BEGIN Text provided
@atul..
Yes,
j=K and p=4....
Also would like to mention that in my first post I have mentioned
about a variable 'R' and not used it in the explanation..
Actually 'R' is nothing but 'p', in case you got confused...
On Jan 2, 8:20 am, Arun Vishwanathan <aaron.nar...@gmail.com> wrote:
> does this make sense?
> 1)sort array O(nlogn)
> 2)keep 4 pointer to last 4 elements of array. At each point in the
> algorithm we need to ensure than i<j<k<l where i j k and l are positions of
> the 4 pointers.
END Text provided
### [Stated exercise 1]
Answer the following questions using the thread.
(a) What values does the reply give for j and p?
(b) According to the reply, what is the variable 'R' actually?
(c) In the quoted message, what is the first step, and what complexity is stated for it?
### [Stated exercise 2]
Print the passage of the thread from "On Jan 2, 8:20" up to and including "the 4 pointers.".
BEGIN Data provided
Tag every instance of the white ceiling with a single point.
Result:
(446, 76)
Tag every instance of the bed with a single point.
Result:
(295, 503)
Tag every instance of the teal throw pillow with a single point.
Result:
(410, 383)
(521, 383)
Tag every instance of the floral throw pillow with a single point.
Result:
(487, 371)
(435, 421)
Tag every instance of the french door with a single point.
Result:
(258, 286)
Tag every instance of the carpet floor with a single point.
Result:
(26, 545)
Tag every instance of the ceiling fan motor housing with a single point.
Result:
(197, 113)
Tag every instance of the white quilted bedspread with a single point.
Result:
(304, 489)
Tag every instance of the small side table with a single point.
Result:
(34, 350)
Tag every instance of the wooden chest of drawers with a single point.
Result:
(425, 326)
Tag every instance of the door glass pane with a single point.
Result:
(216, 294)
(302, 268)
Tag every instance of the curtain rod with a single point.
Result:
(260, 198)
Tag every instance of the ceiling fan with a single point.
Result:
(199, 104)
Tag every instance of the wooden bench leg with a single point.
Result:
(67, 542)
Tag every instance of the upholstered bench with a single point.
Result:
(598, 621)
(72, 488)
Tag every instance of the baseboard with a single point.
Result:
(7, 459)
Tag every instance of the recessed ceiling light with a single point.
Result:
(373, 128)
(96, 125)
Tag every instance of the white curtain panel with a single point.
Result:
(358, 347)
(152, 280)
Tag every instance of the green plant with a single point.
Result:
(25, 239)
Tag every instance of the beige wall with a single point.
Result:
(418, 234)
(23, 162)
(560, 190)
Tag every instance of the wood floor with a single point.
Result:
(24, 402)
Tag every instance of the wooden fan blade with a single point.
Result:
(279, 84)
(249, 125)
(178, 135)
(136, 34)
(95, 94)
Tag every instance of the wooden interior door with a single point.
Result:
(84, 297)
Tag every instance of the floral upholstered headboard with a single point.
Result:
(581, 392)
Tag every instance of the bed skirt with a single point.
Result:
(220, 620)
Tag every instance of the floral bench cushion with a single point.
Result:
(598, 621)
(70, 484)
END Data provided
### [Exercise response 1]
(a) j=K and p=4.
(b) 'R' is nothing but 'p'.
(c) Sorting the array, with a complexity of O(nlogn).

### [Exercise response 2]
On Jan 2, 8:20 am, Arun Vishwanathan <aaron.nar...@gmail.com> wrote:
> does this make sense?
> 1)sort array O(nlogn)
> 2)keep 4 pointer to last 4 elements of array. At each point in the
> algorithm we need to ensure than i<j<k<l where i j k and l are positions of
> the 4 pointers.